*Excerpts from a dataset on pointing at objects*
<<<<
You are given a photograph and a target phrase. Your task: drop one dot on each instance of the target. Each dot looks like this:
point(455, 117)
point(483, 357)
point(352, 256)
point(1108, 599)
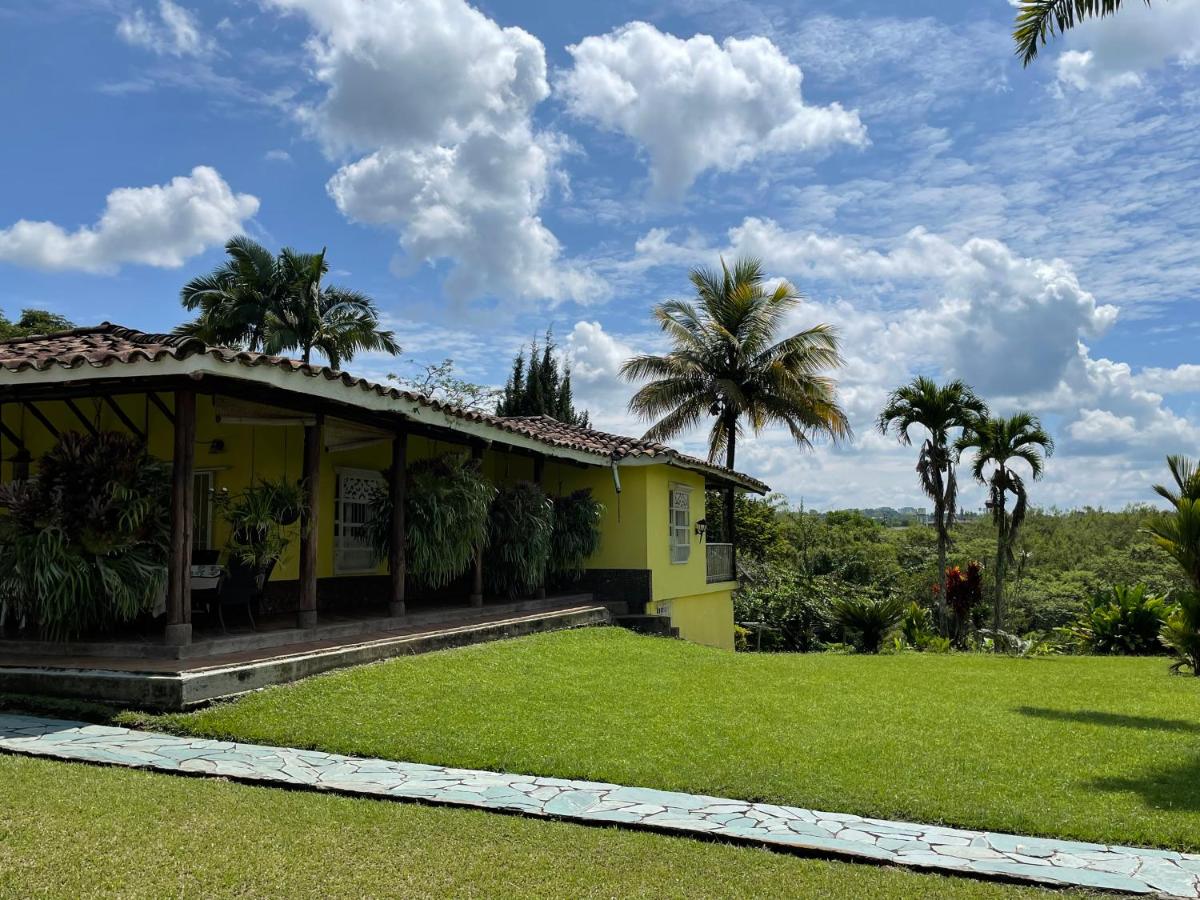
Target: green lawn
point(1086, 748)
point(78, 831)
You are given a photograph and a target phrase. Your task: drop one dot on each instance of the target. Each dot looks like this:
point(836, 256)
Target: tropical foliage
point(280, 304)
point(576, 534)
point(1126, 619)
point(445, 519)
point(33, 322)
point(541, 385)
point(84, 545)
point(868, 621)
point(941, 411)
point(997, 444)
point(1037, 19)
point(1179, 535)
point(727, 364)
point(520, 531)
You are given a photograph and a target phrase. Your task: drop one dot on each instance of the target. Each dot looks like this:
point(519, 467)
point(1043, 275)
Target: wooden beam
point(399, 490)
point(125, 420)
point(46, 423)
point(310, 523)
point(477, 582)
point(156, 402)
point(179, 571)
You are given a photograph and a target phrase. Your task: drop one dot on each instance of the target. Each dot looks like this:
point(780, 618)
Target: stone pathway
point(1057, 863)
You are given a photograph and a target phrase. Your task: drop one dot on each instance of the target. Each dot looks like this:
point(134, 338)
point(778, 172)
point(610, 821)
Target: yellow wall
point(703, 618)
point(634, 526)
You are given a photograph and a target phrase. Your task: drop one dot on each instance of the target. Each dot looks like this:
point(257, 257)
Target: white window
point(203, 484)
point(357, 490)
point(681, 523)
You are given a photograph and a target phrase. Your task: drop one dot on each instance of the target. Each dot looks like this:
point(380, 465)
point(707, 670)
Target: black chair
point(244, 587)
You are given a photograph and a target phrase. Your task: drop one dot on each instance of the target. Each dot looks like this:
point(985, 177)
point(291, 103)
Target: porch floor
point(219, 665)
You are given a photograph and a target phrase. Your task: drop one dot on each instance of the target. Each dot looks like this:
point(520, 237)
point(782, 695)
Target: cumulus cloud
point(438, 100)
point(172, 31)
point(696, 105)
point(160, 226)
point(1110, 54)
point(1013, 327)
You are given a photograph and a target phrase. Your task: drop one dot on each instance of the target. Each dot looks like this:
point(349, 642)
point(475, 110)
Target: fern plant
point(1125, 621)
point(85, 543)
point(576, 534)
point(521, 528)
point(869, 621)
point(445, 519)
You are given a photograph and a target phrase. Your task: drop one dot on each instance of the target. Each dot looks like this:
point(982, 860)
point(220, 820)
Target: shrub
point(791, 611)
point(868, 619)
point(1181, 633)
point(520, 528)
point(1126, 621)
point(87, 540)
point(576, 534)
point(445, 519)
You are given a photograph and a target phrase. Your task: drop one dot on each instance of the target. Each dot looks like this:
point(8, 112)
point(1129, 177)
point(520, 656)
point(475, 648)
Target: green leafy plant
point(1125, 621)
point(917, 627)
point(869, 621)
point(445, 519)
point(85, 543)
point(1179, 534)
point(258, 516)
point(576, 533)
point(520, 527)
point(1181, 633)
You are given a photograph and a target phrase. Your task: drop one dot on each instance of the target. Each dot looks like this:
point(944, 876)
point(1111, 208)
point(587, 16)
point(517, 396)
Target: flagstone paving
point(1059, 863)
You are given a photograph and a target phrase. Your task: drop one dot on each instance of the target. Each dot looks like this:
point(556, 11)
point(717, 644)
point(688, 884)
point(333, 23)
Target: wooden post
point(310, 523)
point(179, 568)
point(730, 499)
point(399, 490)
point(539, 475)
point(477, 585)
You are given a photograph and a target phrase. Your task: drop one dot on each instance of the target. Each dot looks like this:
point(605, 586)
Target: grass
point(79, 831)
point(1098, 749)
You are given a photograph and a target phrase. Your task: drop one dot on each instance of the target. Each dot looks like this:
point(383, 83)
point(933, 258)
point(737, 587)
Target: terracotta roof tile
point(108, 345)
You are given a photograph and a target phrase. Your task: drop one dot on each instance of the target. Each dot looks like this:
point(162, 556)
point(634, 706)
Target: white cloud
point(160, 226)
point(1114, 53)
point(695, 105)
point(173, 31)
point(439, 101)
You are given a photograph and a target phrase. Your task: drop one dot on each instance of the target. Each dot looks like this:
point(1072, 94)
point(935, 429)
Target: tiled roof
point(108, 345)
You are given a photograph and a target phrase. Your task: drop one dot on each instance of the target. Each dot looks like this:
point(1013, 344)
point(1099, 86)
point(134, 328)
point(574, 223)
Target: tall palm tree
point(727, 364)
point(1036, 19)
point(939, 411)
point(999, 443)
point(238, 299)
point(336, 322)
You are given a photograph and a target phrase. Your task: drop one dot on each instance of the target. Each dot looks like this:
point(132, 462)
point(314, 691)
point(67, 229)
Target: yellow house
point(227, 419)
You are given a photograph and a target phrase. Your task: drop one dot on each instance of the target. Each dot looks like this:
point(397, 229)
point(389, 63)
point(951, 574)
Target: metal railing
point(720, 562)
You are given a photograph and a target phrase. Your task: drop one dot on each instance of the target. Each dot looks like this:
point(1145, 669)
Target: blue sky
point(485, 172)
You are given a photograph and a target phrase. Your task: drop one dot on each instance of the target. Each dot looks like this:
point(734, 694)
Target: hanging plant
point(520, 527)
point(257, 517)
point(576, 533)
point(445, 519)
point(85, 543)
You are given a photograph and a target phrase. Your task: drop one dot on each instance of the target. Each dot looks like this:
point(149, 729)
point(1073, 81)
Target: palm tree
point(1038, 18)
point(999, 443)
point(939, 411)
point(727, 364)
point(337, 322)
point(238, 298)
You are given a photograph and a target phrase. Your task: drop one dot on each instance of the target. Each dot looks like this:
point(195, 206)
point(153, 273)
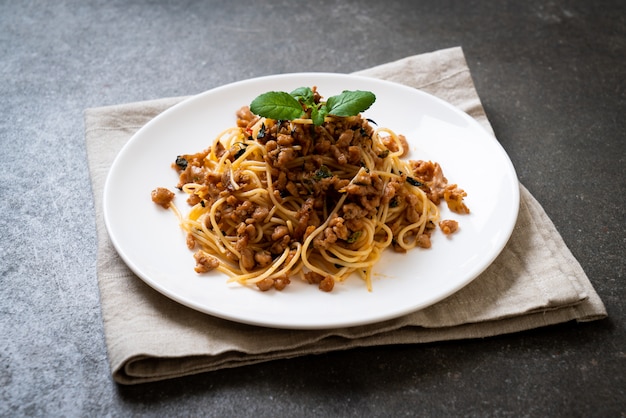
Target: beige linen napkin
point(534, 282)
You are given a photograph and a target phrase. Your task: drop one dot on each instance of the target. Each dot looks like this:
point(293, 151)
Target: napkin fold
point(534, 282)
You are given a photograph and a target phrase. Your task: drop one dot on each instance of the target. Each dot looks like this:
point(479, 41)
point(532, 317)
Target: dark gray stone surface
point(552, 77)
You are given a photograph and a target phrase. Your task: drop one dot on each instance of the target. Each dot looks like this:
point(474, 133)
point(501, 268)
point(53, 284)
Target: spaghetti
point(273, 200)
>>>>
*TASK BRIEF*
Rewrite every row above, substituting "image" for each "photograph" and changing nothing else. Leave the pictures out of your version.

*TASK RESULT*
You are given a image and a target phrase. Your task: drop one dot on each instance of the target. Each dot looks like this:
point(455, 117)
point(483, 357)
point(352, 256)
point(1108, 599)
Target: green lawn
point(1086, 748)
point(78, 831)
You are given a image and a target phrase. Your task: drop one dot on each instance of the target. Each dot looks like this:
point(836, 256)
Target: tropical foliage
point(280, 304)
point(576, 534)
point(1126, 619)
point(445, 519)
point(33, 322)
point(541, 385)
point(84, 545)
point(868, 621)
point(941, 411)
point(997, 444)
point(1037, 19)
point(1179, 535)
point(727, 364)
point(520, 531)
You are given a image and a target phrase. Your task: drop one dot on each instance of the target. Each dot looks like this:
point(519, 467)
point(1043, 275)
Target: wooden beam
point(399, 490)
point(125, 420)
point(46, 423)
point(310, 523)
point(477, 582)
point(156, 402)
point(179, 571)
You are given a image and a target phrase. Your task: drop one dot on each instance of the target. Each dot looks like this:
point(780, 618)
Target: stone pathway
point(1057, 863)
You are given a image and a target phrase. Your task: drop one dot on each instance of the target. Each dot looks like this:
point(134, 338)
point(778, 172)
point(610, 821)
Target: yellow wall
point(703, 618)
point(634, 526)
You are given a image and a target phrase. Your task: drop one dot on each instance of the target. Each dot looks like this:
point(257, 257)
Target: white window
point(203, 484)
point(357, 490)
point(681, 523)
You are given a image and a target phrase. Your task: drop one dot on each instance of the target. Each dot looks like this:
point(380, 465)
point(707, 670)
Target: black chair
point(244, 587)
You are given a image and a target phrase. Your task: drop one dot on each instance of the target. Each dot looks like this:
point(985, 177)
point(291, 103)
Target: porch floor
point(219, 665)
You are given a image and a target phrase. Your task: drop one dot on each instance of the target. Each dot looks like this:
point(520, 237)
point(782, 695)
Target: cumulus cloud
point(438, 100)
point(172, 31)
point(696, 105)
point(160, 226)
point(1110, 54)
point(1013, 327)
You are given a image and a target phrase. Your task: drop one dot on each instance of the target. Each dot looks like this:
point(349, 642)
point(475, 110)
Target: fern plant
point(1125, 621)
point(85, 543)
point(576, 534)
point(521, 528)
point(869, 621)
point(445, 519)
You are given a image and a target phrase. Your task: drop one dot on each instance of the target. Each dot looks like this:
point(982, 860)
point(220, 820)
Target: shrub
point(791, 611)
point(868, 619)
point(1181, 633)
point(520, 528)
point(1126, 621)
point(87, 540)
point(576, 534)
point(445, 519)
You are given a image and a target phrase. Your task: drop one dot on each instance of the target. Each dot looks like this:
point(8, 112)
point(1129, 177)
point(520, 656)
point(475, 648)
Target: green leafy plant
point(1125, 621)
point(917, 627)
point(869, 621)
point(445, 519)
point(85, 543)
point(1179, 534)
point(258, 516)
point(576, 533)
point(520, 527)
point(1181, 633)
You are given a image and a target phrase. Your task: drop one dot on each instance of the target. Each dot looks like this:
point(944, 876)
point(1111, 208)
point(587, 16)
point(517, 396)
Target: flagstone paving
point(1059, 863)
You are given a image and a target phrase. Your task: drop one dot on each instance of the target. Each dot looks like this:
point(556, 11)
point(717, 644)
point(688, 884)
point(333, 23)
Target: wooden post
point(310, 523)
point(179, 568)
point(730, 499)
point(399, 490)
point(539, 475)
point(477, 585)
You are given a image and a target phrase. Your task: drop one dot on each instance of the target. Each dot looks like this:
point(605, 586)
Target: grass
point(79, 831)
point(1098, 749)
You are given a image and a target phrase. Your task: drop one dot on each instance of the target. Each dot looks like this:
point(383, 83)
point(933, 258)
point(737, 587)
Target: terracotta roof tile
point(108, 345)
You are given a image and a target phrase. Your task: drop one dot on each instance of the target. Each dot looks like this:
point(162, 556)
point(634, 706)
Target: white cloud
point(160, 226)
point(1114, 53)
point(695, 105)
point(173, 31)
point(439, 101)
You are given a image and a target phrase. Your task: drop one dot on each instance of the target. Each dot looks like this:
point(1072, 94)
point(935, 429)
Target: tiled roof
point(108, 345)
You are given a image and a target phrase. Your task: drop one dot on each instance of the target. Each dot looks like this:
point(1013, 344)
point(1099, 86)
point(134, 328)
point(574, 223)
Target: tall palm tree
point(727, 364)
point(1036, 19)
point(939, 411)
point(999, 443)
point(238, 299)
point(336, 322)
You are given a image and a target phrase. Your task: drop one dot on each instance of the target. Each dot looks like this:
point(132, 462)
point(314, 691)
point(67, 229)
Target: yellow house
point(227, 419)
You are given a image and a target phrase. Your task: drop one dot on each instance of the target. Each dot looks like this:
point(397, 229)
point(389, 63)
point(951, 574)
Target: metal railing
point(720, 562)
You are given a image and a target phrase. Your task: drop one dot on each instance of the target. Each dot looks like this:
point(1145, 669)
Target: blue sky
point(485, 172)
You are given a image and a target phrase. Your task: drop one dot on each instance of the target. Each dot looks like this:
point(734, 694)
Target: hanging plant
point(520, 527)
point(257, 517)
point(576, 533)
point(445, 519)
point(85, 543)
You are given a image and a target phrase. Your task: drop one dot on each instance of the target. Each dot looks like this:
point(149, 729)
point(1073, 81)
Target: palm tree
point(1038, 18)
point(999, 443)
point(939, 411)
point(727, 364)
point(337, 322)
point(238, 298)
You are given a image and a target phrase. Your task: drop one dot on each instance of the target. Each dot looks like this:
point(195, 206)
point(153, 273)
Target: beige linen napkin
point(534, 282)
You are given a image and a target phrase. Your task: drop one dot on each instance of the target. Each dot looks like this:
point(293, 151)
Target: napkin fold
point(534, 282)
You are given a image and a target phrase. Your task: drop one dot on each instance of the target. Each dot looks like this:
point(479, 41)
point(532, 317)
Target: dark gray stone surface
point(552, 77)
You are given a image and a target phrase. Your task: drop one dot on each instance of the target. Each dot looks like this:
point(474, 133)
point(501, 268)
point(53, 284)
Target: spaghetti
point(273, 200)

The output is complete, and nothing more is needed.